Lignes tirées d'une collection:
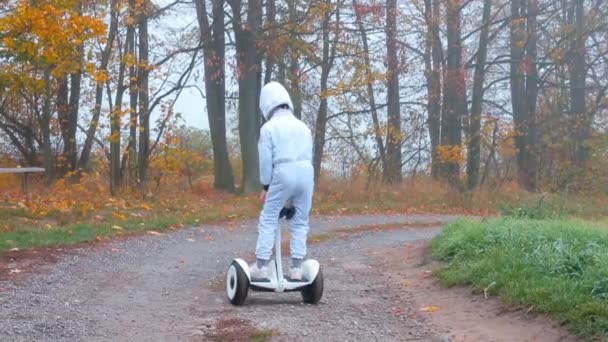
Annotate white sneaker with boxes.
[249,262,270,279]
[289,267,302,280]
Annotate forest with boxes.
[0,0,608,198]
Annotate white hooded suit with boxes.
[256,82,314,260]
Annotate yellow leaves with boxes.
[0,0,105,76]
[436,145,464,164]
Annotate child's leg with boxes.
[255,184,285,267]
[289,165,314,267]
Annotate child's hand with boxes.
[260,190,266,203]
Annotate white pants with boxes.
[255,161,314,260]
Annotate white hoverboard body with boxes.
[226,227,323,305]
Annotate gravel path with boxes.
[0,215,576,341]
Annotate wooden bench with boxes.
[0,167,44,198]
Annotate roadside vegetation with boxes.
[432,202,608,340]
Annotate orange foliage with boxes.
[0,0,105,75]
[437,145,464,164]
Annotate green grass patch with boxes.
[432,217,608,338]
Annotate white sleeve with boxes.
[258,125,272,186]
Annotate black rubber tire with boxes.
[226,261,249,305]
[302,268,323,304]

_OBJECTIF_.
Mettez toutes les lignes ci-dessus sous forme de liste JSON de chaînes, une chaîne par ligne, sans les lignes vides. Ne gardez pas les images dans votre réponse.

_SOLUTION RÉDIGÉE_.
[
  "Annotate white sneaker with boxes.",
  "[249,262,270,279]",
  "[289,267,302,280]",
  "Annotate forest with boxes.",
  "[0,0,608,198]",
  "Annotate white hooded suit with boxes.",
  "[256,82,314,260]",
  "Annotate yellow leaves with boxes.",
  "[0,0,105,76]",
  "[436,145,464,164]",
  "Annotate child's leg with boxes.",
  "[255,184,285,267]",
  "[289,165,314,267]",
  "Annotate child's hand with boxes.",
  "[260,190,266,203]",
  "Annotate white pants with boxes.",
  "[255,161,314,260]",
  "Annotate white hoverboard body with boxes.",
  "[226,227,323,305]",
  "Annotate gravel path with boxes.",
  "[0,215,576,341]",
  "Annotate wooden bench with boxes.",
  "[0,167,44,198]",
  "Annotate roadside vegetation with boxes.",
  "[432,202,608,340]",
  "Annotate orange foliage with boxes.",
  "[0,0,105,75]",
  "[437,145,464,164]",
  "Annotate green grass patch with boxes.",
  "[432,217,608,338]",
  "Annotate white sleeve with boxes.",
  "[258,125,272,186]",
  "Annotate black rubber tire with boxes.",
  "[226,261,249,305]",
  "[302,268,323,304]"
]